Extract to read:
Now, in terms of how the milk is consumed, Buettner says it typically isn’t straight from a glass. Instead, goat and sheep milk undergo some form of fermentation to form other delicious dairy products. “Interestingly, most goat milk is consumed not as liquid but fermented as yogurt, sour milk, or cheese,” he says. Full-fat, naturally fermented yogurt with no added sugars is especially prominent in the two Mediterranean Blue Zones: Ikaria, Greece and Sardinia, Italy.

But Buettner says he didn’t conclusively determine a direct correlation between eating these two kinds of milk and longevity through his research—or if other factors were at play, such as climbing up and down hilly terrain to retrieve the milk from these animals, that may help further boost signs of healthy aging.

So, how do sheep and goat milk stack up against cow milk?

Lauren Manaker, RDN, LD, a registered dietitian nutritionist based in Charleston, points out that several nutritional differences and similarities arise when comparing the three types of dairy. On the similarities front, she says all are great sources of essential nutrients, including protein, calcium, and vitamins. Additionally, from a nutritional standpoint, Manaker doesn’t find any significant dietary differences between them.

Now, in terms of dissimilarities, the most evident are differences in taste and smell. On its own, goat milk has a sweet and mostly neutral flavor with no strong aftertaste or odor, while sheep milk is also subtly sweet—which is similar to cow’s milk. However, when turned into cheese, you may notice that goat cheese has a tart and tangy flavor with a soft, almost spreadable texture, while sheep cheese is similar in texture but slightly smokier and sweeter in taste. On the other hand, cheeses made from cow’s milk tend to be earthier or nuttier.

Another big difference between the three in question is the ease of digestibility—and switching from cow to sheep and/or goat milk can have some big-time benefits on your gut.

Which type of milk is easiest to digest?

To better understand the “tolerance factor” of these different types of milk, Manaker suggests visualizing them in their cheese form. “Cheeses made from cow’s milk can be firmer than those made from goat and sheep milk,” she says. “This is, in part, a result of the way the curds form during the cheesemaking process when acid is combined with certain proteins found in the milk,” she says.

When we consume milk, our stomach acids react similarly with the milk proteins, meaning that “softer” curds will form when consuming goat milk versus “harder” ones when consuming cow’s milk due to the differences in protein structures. This, in turn, affects how easily it can be digested, Manaker says. (Read: Goat and sheep milk may be easier on the stomach.)

Durae Hardy, the brand manager at Laura Chenel, a premium American goat cheese company, also notes that goat milk is “A2 dominant,” meaning that the protein can be easier to digest due to its amino acid composition. Additionally, she says that yogurts and cheeses made from goat milk can sometimes have lower lactose content than their cow’s milk counterparts. Buettner also points out that goat milk contains lactose, as well as lactase, an enzyme that helps the body digest lactose—which may help make it easier to digest.

That said, those with lactose intolerances should still tread carefully. “Cow’s milk dairy alternatives can still contain lactose,” Manaker says. “The difference lies in the protein structure, which may be why some people tolerate one over the other and why some folks may mistake their difficulty digesting cow’s milk protein for lactose intolerance.”

Either way, she suggests ensuring that the milk or dairy products bought always come from a pasteurized source to reduce the risk of contamination. “The CDC has stated that raw dairy products are 840 times more likely to cause illness than pasteurized dairy products,” she says.

What are some of the best ways to consume goat and sheep milk?

Manaker says there’s a wide variety of sheep and goat milk products that you can incorporate into your diet. “Pasteurized sheep or goat milk isn’t the only way to go,” she explains. “You can also try yogurt, cheese, and even some ice creams, made with these dairy ingredients,” she says. The only thing to keep in mind is that the consistency can vary among them due to differences in their protein structures.

Task directions:
In the passage on goat and sheep milk, how many times more likely to cause illness does Manaker say the CDC has found raw dairy products to be than pasteurized ones? Answer using only the passage on goat and sheep milk.

Extracted information:
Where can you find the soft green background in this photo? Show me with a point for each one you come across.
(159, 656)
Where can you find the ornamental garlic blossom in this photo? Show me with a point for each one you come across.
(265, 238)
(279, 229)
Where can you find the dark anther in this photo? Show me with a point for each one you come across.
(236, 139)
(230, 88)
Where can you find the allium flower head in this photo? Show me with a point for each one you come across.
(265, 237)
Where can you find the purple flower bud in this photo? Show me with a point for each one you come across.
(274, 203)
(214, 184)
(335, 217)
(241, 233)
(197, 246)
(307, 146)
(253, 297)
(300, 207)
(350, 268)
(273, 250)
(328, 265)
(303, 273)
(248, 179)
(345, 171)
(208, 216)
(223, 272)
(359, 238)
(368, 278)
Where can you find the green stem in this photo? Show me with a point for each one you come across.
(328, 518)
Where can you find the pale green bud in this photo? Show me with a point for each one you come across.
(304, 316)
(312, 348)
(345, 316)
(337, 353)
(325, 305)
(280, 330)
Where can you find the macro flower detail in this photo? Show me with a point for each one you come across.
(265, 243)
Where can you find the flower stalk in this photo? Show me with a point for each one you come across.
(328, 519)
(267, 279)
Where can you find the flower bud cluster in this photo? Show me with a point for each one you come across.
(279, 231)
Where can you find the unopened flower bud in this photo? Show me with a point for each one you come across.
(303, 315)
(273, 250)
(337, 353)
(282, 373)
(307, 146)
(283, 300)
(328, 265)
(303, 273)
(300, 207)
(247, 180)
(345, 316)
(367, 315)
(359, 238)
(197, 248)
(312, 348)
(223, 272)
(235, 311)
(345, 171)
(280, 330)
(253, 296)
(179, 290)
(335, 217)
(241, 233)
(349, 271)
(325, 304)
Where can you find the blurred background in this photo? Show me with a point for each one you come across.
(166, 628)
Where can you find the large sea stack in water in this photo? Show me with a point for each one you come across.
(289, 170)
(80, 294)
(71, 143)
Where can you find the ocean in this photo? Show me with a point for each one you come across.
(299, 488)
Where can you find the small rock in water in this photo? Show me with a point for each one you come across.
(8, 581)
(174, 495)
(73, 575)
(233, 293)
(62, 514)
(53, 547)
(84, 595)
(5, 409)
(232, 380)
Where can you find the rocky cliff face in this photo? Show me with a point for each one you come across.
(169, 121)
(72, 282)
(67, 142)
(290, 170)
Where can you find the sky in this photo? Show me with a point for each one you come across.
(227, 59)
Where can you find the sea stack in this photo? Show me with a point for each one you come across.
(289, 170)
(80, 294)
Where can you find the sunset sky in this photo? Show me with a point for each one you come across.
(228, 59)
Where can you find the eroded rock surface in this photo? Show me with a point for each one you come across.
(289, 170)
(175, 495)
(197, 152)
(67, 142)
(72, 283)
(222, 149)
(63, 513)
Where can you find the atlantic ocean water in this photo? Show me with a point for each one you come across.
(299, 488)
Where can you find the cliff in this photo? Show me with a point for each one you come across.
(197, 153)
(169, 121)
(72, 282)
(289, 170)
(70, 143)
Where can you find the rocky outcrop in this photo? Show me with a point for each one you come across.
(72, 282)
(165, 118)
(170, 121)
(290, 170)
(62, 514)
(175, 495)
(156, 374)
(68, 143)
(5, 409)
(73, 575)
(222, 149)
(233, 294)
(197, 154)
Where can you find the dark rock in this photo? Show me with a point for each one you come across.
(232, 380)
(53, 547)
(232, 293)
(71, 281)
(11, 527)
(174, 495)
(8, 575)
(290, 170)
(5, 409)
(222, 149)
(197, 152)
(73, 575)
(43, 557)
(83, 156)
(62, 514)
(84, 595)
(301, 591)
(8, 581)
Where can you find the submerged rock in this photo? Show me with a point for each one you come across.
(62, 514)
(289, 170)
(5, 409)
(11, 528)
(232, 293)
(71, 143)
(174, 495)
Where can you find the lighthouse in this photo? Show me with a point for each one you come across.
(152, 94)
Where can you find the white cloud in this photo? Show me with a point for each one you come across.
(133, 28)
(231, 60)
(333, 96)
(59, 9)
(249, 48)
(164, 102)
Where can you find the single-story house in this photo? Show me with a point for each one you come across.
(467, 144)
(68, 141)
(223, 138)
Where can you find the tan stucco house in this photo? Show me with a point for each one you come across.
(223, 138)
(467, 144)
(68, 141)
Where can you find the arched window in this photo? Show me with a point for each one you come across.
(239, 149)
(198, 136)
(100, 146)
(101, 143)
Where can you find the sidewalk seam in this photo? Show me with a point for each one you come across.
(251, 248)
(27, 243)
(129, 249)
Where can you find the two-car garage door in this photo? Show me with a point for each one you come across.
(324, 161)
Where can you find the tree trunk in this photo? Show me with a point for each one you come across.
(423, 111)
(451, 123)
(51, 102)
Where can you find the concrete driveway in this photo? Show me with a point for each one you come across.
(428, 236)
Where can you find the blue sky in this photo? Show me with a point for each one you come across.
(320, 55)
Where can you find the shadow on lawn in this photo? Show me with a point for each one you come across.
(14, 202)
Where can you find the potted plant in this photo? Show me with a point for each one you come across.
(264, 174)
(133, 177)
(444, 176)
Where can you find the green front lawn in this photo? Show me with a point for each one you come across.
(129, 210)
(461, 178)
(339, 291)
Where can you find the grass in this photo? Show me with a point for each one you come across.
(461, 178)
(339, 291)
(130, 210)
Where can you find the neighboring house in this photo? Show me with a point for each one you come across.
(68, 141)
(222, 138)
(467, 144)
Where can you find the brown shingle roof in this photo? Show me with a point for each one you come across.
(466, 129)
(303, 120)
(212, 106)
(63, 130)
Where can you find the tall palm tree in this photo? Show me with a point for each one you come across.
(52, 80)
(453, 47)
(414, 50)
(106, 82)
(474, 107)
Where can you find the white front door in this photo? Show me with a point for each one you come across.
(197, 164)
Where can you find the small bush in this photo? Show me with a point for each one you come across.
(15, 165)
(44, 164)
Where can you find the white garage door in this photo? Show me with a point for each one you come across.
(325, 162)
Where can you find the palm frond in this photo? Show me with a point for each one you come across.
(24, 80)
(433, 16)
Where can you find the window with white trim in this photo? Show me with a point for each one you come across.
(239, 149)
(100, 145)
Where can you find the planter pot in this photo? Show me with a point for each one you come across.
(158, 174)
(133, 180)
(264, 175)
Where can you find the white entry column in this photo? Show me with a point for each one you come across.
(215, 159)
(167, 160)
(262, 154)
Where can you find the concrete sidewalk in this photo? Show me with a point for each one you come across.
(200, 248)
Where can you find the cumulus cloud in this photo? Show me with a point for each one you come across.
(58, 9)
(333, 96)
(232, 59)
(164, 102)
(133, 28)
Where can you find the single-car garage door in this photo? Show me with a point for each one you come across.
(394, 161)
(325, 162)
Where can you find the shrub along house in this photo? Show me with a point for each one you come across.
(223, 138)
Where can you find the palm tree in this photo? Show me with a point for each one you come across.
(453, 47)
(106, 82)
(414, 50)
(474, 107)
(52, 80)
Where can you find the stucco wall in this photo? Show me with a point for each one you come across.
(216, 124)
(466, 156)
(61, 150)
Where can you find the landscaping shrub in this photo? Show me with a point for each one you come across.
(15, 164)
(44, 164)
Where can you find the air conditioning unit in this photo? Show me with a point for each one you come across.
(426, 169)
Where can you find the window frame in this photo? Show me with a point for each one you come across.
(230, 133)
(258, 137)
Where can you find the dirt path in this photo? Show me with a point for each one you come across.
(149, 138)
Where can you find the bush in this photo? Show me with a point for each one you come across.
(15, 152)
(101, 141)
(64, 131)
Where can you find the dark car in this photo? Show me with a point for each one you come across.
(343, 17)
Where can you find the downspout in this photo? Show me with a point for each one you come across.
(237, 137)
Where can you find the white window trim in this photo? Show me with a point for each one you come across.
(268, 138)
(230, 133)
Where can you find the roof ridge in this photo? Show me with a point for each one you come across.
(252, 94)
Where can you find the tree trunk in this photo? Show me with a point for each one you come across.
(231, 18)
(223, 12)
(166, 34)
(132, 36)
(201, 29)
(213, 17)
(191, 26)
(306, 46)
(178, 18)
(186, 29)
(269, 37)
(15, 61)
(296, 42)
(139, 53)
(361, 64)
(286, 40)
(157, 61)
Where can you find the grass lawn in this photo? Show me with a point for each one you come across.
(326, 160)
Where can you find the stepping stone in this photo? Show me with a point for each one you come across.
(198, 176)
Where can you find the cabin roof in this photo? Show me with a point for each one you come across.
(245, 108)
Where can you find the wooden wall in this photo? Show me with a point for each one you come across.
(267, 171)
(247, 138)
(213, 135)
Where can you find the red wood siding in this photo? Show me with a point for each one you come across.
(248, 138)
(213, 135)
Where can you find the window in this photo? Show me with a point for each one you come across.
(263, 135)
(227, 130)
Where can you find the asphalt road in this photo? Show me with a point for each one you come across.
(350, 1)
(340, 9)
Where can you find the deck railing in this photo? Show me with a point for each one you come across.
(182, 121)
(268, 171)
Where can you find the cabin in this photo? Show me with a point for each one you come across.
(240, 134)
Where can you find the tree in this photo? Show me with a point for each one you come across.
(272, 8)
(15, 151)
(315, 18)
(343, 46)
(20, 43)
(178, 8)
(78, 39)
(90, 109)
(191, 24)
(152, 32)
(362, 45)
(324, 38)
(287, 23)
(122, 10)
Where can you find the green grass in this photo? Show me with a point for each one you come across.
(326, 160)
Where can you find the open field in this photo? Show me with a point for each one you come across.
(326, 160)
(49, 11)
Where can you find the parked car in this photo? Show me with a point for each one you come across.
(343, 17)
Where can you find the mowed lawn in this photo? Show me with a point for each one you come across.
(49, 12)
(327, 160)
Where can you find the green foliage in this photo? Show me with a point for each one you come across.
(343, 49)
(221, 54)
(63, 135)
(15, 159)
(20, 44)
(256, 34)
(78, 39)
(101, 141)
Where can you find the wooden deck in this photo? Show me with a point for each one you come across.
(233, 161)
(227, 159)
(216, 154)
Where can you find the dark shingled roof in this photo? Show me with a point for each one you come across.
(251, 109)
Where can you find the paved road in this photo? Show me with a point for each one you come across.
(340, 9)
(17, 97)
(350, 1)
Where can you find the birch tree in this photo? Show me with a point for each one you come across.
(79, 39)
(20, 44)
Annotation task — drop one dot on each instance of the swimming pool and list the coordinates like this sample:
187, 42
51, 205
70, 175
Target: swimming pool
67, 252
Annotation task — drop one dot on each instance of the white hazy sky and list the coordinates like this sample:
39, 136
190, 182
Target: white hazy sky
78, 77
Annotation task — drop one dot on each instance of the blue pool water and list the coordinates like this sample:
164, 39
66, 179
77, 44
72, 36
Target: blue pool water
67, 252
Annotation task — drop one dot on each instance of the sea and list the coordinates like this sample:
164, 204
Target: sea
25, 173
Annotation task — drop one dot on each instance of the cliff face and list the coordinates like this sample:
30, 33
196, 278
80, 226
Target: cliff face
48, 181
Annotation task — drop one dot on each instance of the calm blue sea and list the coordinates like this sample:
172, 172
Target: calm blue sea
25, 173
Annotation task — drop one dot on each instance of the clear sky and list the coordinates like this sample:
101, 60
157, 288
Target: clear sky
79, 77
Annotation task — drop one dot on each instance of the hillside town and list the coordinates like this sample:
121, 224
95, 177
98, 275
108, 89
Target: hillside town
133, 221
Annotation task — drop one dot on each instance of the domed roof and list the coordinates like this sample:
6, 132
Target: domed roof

Written answer:
840 times.